───── EXERCISE DATA

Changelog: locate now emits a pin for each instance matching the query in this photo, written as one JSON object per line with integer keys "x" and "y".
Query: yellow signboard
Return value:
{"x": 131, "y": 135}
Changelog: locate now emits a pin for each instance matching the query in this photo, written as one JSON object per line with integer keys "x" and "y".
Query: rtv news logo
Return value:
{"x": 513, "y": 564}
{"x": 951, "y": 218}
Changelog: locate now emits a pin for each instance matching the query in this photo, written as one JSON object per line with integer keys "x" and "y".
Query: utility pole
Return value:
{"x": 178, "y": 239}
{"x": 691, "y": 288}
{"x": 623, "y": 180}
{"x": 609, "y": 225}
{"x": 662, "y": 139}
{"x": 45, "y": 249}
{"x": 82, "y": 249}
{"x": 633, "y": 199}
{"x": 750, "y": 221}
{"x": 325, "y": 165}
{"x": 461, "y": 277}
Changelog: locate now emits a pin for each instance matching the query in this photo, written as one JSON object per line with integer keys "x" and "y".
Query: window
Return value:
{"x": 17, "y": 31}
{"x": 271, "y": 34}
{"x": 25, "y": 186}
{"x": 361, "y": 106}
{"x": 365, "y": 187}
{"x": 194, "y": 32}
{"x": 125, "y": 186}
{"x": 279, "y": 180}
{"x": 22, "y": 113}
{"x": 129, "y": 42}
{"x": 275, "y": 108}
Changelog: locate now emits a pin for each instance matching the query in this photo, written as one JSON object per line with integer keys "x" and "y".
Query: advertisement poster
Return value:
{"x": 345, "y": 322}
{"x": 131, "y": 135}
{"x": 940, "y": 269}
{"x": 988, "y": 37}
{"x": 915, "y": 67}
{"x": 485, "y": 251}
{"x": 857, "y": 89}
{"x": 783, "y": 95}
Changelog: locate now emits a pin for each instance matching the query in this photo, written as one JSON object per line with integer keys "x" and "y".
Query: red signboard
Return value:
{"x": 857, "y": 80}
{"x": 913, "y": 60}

──────────

ASSIGNED TASK
Word for word, give back the data shown above.

THE COMPLETED TASK
Changelog: locate now emits a pin for each instance matching the query in this photo, written as one JSON object per line with integer keys "x" and "y".
Query: yellow signboard
Return value:
{"x": 131, "y": 135}
Changelog: locate now emits a pin for each instance matching the query in this photo, written as one JSON object per line with integer keys "x" and "y".
Query: rtv news logo
Return value:
{"x": 513, "y": 564}
{"x": 951, "y": 218}
Changelog: locate now emits a pin for each instance matching the query in this photo, written as one JSON object per line with integer keys "x" and "y".
Query: utility pole
Return value:
{"x": 178, "y": 239}
{"x": 691, "y": 288}
{"x": 623, "y": 180}
{"x": 609, "y": 225}
{"x": 662, "y": 139}
{"x": 45, "y": 249}
{"x": 82, "y": 249}
{"x": 633, "y": 199}
{"x": 750, "y": 221}
{"x": 325, "y": 165}
{"x": 461, "y": 277}
Changelog: locate now emits a pin for each instance matching the query in this photo, written as one JSON object per line with integer keys "x" and "y".
Query: window
Return value:
{"x": 17, "y": 31}
{"x": 271, "y": 34}
{"x": 25, "y": 186}
{"x": 361, "y": 106}
{"x": 365, "y": 187}
{"x": 194, "y": 32}
{"x": 125, "y": 186}
{"x": 279, "y": 180}
{"x": 22, "y": 113}
{"x": 129, "y": 42}
{"x": 275, "y": 108}
Changelog: locate now emits a pin for each instance matching the query in this photo, written as one JSON object per line with integer keys "x" and "y".
Query: advertisement poster
Return value:
{"x": 345, "y": 322}
{"x": 131, "y": 135}
{"x": 940, "y": 269}
{"x": 988, "y": 37}
{"x": 915, "y": 67}
{"x": 485, "y": 251}
{"x": 857, "y": 89}
{"x": 783, "y": 95}
Changelog: locate now emits a pin for each instance matching the query in this photo, written as one JSON object per line with integer keys "x" and "y".
Query: red signboard
Return value:
{"x": 857, "y": 80}
{"x": 913, "y": 60}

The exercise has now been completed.